#### [REQUIRED ACTIONS]
1. According to the New York City itinerary, how early should you arrive before a tour leaves?
2. In the source data entries, rename "saxifraga plant" to "alpine plant" starting at the line containing "Segment the saxifraga" and ending at the line containing "Provide the mask of the saxifraga plant.", leaving everything else unchanged, and return only those lines.

#### [QUOTED PASSAGE]
══════════

If you’re going to be spending three days in New York City for the first time, you’re going to want to experience the essentials. Central Park. The Statue of Liberty. Pizza slices as big as your torso. Stunning panoramas that, up until now, you've only seen on TV or in the movies.

This sample 3 days in NYC itinerary includes:

  • Central Park
  • Top of the Rock
  • Madame Tussauds
  • Brooklyn Bridge & DUMBO
  • 9/11 Memorial & Museum
  • Statue of Liberty and Ellis Island

But what do you do first? This three-day New York City itinerary will help you get a taste of what the city has to offer, and have you going home feeling like you got the most out of your first visit.

Looking for things to do in New York City?

Trust us. Standing in line for a ticket and juggling entry slips can waste valuable sightseeing time. It can also get expensive if you're intent on seeing everything the city has to offer. With The New York Pass®, you get admission to more than 90 attractions in the city with an impressive discount, compared to paying at the gate of each attraction.

With three days to use your pass, you can take your time and experience the best of NYC at your own pace or visit as many sites as you want each day. A sightseeing pass can help save you money and time so you can spend more of it in the city. Sounds good, right?

✈️ Buy The New York Pass® ✈️ 

NYC itinerary: day 1

Let’s kick things off with a visit to one of the most New York places: Central Park.

A view of blossom trees in Central Park, NY
Central Park in the springtime

Take a tour of Central Park

If you've never taken a guided tour before, now's a good time to start. Not only are walking tours a great way of meeting new people, but local experts always offer a wealth of insight. This guided tour will reconfirm your 'Elite Tourist' status. Central Park, as a sprawling green oasis featured in countless movies and TV shows, provides no end of interesting and fun facts.

Visit the same spots used to film iconic scenes, take a walk over all of the bridges, and enjoy the gorgeous statues and fountains located all over the park.

👉Tip: Make a reservation beforehand for any tour, and get there about 15-20 minutes before it leaves.

🎟️Getting in: Central Park TV & Movie Sites Walking Tour tickets are included with The New York Pass®.

Rockefeller's Top of the Rock Observatory

Enjoy a 70-story ride up an elevator to the top of Rockefeller Center. It houses a three-story observatory giving you a 360-degree view of the entire city, so be sure to take pictures of yourself and the skyline. Make everyone jealous back at home. It's a win-win!

👉Tip: Look up - you'll see the crystal chandelier in the mezzanine that’s actually an inverted version of Rockefeller Center. Also, check out the Breezeway Step light display.

══════════

Source data
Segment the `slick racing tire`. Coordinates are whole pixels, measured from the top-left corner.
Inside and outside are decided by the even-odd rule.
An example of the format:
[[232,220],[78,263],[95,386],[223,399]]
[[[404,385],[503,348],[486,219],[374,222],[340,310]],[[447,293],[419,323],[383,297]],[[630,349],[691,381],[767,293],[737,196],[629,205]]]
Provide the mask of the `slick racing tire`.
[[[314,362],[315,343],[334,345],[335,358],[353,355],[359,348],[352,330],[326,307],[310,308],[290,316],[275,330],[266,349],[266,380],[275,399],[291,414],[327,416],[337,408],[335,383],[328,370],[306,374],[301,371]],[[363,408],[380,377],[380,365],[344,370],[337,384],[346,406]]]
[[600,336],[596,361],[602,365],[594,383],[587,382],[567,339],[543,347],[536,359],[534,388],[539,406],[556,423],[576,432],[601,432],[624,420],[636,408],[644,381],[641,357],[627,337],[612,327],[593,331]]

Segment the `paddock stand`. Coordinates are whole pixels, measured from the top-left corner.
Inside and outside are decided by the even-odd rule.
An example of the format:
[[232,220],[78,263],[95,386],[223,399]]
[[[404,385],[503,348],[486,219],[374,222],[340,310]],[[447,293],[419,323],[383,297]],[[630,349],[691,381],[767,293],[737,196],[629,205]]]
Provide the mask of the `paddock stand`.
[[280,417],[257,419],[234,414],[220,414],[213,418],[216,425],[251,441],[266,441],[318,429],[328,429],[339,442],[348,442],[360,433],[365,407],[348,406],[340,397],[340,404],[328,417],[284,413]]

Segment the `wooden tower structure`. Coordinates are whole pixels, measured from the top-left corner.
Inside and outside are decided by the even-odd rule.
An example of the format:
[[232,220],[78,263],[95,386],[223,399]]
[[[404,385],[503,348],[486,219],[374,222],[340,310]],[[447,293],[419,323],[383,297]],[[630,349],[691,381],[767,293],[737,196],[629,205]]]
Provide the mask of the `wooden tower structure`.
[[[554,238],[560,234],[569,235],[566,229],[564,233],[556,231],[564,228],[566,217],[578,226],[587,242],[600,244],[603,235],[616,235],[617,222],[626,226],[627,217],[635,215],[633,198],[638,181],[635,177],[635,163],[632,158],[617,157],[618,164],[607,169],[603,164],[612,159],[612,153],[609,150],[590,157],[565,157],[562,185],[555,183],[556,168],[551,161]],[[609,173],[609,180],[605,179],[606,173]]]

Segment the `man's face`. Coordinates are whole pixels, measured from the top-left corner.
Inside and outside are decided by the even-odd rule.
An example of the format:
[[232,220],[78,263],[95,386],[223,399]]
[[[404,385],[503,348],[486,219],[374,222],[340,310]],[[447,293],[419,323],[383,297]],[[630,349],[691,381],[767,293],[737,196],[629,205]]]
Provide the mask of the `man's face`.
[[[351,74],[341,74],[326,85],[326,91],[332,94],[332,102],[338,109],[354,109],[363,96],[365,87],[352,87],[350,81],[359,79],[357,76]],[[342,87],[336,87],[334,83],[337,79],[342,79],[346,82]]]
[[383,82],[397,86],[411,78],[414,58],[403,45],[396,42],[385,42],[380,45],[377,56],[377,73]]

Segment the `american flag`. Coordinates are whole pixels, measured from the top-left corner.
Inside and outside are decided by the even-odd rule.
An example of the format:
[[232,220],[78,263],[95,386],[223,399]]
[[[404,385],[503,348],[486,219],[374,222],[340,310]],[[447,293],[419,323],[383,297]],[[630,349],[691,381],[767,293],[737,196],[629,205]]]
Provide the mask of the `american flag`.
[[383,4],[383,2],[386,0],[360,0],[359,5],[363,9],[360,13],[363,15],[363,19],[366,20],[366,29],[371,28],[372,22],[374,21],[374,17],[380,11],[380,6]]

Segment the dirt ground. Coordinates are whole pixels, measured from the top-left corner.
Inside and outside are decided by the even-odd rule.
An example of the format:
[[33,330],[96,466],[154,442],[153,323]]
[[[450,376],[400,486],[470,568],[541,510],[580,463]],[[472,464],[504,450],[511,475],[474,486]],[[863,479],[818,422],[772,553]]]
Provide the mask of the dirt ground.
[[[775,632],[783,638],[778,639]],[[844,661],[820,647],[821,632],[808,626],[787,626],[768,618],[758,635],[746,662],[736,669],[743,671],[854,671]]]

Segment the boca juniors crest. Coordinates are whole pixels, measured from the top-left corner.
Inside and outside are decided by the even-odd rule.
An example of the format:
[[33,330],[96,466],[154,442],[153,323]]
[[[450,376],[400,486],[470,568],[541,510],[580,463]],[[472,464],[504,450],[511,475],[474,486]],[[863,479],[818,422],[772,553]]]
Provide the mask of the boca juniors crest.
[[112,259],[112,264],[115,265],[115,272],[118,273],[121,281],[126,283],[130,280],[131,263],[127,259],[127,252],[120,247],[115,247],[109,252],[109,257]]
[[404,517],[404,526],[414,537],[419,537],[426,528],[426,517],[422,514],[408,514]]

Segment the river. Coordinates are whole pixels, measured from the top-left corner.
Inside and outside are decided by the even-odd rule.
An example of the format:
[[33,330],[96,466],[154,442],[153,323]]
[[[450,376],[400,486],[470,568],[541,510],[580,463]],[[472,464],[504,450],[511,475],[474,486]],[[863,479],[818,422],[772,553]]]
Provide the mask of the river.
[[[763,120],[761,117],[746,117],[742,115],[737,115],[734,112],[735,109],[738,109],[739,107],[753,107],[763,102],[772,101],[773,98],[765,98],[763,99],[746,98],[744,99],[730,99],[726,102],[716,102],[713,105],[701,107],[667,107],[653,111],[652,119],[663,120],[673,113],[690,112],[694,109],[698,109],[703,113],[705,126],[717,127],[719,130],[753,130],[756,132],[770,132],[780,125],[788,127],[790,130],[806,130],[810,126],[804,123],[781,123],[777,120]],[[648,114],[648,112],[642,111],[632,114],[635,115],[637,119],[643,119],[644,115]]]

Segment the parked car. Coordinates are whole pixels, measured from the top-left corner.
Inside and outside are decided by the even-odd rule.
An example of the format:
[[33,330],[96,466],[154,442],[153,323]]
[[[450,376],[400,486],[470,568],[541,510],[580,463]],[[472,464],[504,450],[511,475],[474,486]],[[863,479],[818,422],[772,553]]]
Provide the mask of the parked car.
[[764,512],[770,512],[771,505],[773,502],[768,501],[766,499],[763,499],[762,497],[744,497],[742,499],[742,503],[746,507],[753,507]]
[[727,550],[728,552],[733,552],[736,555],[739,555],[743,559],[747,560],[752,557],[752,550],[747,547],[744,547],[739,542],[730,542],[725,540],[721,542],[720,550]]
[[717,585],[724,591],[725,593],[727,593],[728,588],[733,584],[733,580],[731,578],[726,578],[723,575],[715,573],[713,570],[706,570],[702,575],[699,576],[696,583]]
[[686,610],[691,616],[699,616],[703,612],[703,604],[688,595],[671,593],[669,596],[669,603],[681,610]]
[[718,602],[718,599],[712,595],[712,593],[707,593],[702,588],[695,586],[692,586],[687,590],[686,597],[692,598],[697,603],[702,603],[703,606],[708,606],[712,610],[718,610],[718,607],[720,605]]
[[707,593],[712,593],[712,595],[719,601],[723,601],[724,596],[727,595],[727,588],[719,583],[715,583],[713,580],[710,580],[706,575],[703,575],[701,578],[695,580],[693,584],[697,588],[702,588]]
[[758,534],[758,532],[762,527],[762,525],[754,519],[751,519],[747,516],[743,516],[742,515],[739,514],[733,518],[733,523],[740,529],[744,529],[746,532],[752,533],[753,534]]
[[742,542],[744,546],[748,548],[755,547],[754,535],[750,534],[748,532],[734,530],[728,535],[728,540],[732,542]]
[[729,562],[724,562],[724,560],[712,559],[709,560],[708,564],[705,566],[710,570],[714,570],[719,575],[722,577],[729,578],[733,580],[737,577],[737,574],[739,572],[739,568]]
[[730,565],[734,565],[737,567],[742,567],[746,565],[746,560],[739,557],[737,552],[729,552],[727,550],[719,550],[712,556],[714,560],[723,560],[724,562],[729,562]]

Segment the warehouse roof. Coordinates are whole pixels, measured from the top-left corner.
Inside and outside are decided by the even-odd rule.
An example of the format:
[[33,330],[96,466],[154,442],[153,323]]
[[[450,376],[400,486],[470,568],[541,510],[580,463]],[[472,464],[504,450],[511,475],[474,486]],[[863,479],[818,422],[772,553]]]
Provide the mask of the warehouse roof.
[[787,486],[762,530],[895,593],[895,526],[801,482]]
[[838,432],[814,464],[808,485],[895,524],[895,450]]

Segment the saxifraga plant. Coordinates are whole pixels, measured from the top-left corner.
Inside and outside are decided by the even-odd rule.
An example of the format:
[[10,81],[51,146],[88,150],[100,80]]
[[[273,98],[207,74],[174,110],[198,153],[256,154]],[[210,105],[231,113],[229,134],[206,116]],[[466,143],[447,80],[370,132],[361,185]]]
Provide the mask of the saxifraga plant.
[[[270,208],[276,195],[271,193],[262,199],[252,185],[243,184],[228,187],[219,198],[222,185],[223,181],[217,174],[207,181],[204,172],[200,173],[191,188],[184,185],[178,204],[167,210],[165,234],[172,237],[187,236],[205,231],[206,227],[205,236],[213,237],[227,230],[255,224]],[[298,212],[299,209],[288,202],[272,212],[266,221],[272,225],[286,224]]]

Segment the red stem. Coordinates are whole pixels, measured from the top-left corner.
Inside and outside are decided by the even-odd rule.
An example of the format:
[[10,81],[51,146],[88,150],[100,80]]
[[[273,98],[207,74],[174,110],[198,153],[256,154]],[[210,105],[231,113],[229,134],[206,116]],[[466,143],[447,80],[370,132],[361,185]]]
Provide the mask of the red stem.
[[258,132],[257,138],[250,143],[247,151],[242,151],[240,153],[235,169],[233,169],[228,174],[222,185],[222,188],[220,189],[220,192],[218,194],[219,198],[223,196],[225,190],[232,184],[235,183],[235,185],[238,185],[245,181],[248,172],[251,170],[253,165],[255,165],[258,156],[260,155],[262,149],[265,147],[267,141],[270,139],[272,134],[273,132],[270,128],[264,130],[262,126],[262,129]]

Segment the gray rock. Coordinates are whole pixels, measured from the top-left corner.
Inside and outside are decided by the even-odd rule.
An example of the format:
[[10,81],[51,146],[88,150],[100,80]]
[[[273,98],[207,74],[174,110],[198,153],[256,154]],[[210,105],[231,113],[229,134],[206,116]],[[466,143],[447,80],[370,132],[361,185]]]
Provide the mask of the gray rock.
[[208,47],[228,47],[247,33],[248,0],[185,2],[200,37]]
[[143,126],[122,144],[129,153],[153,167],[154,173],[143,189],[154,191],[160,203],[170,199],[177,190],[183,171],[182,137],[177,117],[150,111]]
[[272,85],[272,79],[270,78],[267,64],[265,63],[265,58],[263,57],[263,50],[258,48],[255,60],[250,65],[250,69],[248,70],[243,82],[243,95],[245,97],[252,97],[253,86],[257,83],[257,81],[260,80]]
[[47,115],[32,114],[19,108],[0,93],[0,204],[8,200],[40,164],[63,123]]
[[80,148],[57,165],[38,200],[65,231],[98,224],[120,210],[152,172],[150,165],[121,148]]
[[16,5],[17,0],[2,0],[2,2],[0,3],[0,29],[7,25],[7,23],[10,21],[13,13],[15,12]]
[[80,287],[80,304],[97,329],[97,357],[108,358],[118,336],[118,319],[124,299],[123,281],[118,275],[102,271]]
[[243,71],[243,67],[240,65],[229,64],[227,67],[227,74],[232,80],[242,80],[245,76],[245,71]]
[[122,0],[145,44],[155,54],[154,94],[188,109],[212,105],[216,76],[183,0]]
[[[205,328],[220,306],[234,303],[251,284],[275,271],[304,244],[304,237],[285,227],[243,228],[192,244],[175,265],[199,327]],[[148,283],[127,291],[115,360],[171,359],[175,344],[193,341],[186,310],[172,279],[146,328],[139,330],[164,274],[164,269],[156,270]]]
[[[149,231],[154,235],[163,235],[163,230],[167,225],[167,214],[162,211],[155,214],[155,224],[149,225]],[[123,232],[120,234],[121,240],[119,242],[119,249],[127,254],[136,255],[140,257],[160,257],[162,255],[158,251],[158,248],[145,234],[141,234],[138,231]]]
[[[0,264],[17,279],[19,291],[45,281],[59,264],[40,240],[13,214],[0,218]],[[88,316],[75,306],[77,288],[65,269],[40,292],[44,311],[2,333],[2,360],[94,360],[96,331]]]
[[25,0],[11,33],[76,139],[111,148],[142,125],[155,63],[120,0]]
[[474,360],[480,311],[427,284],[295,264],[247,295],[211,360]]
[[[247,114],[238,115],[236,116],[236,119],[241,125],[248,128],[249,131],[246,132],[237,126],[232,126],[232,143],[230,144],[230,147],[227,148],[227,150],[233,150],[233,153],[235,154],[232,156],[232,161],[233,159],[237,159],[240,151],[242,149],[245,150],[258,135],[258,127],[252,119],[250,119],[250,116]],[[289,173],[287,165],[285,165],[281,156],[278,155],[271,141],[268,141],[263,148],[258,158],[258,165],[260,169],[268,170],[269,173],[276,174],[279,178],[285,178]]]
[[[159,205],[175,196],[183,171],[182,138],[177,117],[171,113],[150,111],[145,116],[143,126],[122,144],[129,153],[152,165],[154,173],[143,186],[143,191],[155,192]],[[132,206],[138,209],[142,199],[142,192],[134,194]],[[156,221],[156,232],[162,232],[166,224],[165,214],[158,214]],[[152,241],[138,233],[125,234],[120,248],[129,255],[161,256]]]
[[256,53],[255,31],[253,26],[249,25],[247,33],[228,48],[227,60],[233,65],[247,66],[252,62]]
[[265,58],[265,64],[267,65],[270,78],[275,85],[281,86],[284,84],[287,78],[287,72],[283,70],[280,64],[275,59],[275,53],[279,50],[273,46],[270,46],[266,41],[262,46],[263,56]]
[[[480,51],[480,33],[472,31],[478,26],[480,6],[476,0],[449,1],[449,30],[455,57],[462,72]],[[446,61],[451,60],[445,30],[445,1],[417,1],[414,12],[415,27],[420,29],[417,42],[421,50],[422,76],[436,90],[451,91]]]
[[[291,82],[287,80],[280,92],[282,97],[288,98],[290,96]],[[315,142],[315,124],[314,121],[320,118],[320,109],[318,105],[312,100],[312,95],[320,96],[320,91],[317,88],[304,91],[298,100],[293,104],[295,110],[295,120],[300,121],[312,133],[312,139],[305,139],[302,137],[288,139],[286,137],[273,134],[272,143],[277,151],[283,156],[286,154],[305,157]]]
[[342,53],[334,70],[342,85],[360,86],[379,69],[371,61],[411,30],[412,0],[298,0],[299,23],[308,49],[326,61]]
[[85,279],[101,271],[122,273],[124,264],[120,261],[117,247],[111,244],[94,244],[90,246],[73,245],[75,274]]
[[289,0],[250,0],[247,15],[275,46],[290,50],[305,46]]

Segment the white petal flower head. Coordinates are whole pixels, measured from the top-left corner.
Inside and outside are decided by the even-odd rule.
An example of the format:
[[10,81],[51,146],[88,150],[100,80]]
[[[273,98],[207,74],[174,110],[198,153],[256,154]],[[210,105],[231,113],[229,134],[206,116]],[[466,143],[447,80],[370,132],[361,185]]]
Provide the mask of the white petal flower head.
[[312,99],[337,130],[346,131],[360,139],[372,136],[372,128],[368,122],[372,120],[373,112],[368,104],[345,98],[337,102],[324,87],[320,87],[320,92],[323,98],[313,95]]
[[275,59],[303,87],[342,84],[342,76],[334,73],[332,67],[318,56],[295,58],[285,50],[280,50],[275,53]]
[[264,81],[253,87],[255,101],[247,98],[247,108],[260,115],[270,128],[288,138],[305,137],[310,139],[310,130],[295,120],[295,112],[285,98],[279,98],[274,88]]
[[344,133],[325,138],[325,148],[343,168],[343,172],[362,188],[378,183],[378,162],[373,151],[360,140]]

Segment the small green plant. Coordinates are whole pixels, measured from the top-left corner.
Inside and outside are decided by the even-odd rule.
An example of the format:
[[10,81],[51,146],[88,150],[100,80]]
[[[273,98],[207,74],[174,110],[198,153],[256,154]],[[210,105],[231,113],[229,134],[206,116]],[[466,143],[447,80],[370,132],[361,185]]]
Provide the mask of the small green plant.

══════════

#### [OUTPUTS IN ORDER]
1. About 15-20 minutes before it leaves.

2.
Segment the alpine plant. Coordinates are whole pixels, measured from the top-left corner.
Inside and outside are decided by the even-odd rule.
An example of the format:
[[10,81],[51,146],[88,150],[100,80]]
[[[273,98],[207,74],[174,110],[198,153],[256,154]],[[210,105],[231,113],[229,134],[206,116]],[[466,143],[447,80],[370,132],[361,185]]]
Provide the mask of the alpine plant.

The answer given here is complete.